Recorded data:
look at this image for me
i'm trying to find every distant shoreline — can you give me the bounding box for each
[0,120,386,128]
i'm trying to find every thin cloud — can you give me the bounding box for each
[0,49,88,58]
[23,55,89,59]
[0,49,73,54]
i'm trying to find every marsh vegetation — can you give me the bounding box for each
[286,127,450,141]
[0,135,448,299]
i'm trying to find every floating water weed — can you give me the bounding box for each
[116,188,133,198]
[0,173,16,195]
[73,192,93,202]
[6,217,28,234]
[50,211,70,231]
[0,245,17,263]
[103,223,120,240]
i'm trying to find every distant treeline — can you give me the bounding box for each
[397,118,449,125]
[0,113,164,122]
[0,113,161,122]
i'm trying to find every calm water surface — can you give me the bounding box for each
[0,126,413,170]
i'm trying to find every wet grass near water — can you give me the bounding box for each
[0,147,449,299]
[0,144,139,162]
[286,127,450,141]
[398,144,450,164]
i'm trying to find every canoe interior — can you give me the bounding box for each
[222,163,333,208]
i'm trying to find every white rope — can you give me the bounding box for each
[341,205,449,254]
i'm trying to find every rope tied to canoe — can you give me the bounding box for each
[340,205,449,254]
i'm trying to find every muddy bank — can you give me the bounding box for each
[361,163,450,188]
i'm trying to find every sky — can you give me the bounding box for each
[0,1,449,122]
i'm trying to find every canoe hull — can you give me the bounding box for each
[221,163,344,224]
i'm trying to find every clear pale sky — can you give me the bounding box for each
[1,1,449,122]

WHAT IS EXPECTED:
Down to the last line, repeat the data exactly.

ANSWER BOX:
look at this image for me
i'm trying to find every distant shoreline — can you give me the bounding box for each
[0,120,386,128]
i'm trying to find every thin cloud — can you give me the bounding box for each
[0,49,88,58]
[23,55,89,59]
[0,49,73,54]
i'm trying to find every marsh vegetation — can you give me the bounding box for each
[286,127,450,141]
[0,135,448,299]
i'm trying to find every floating water weed — can you give me the bounding box for each
[116,188,133,198]
[0,173,16,195]
[73,192,93,202]
[6,217,28,234]
[50,211,70,231]
[0,245,17,263]
[103,223,120,240]
i'm trying to find every distant treeline — can you give me the bounding box for each
[397,118,449,125]
[0,113,164,122]
[0,113,161,122]
i'm trying to find every calm water surface — can you give me the bounding box for each
[0,126,413,170]
i'm trying to find every wet grass near water — can you give me the bounding box for each
[0,147,449,299]
[0,144,139,162]
[286,127,450,141]
[398,144,450,164]
i'm trying to find every canoe interior — can you give me the bounding box for each
[222,163,333,208]
i'm trying to find every white rope — can you give me the bounding box for each
[341,205,449,254]
i'm trying to find every rope tied to canoe — can you give me the bounding box for each
[340,205,449,254]
i'm trying to find every muddy bank — can you give me the bounding box for each
[361,163,450,188]
i'm trying to find every sky — can you give me the bounding box for each
[0,1,449,122]
i'm trying to find every canoe hull — can you give me the bounding box for each
[221,163,344,224]
i'm trying to find every clear pale sky — can you give me the bounding box for each
[1,1,449,122]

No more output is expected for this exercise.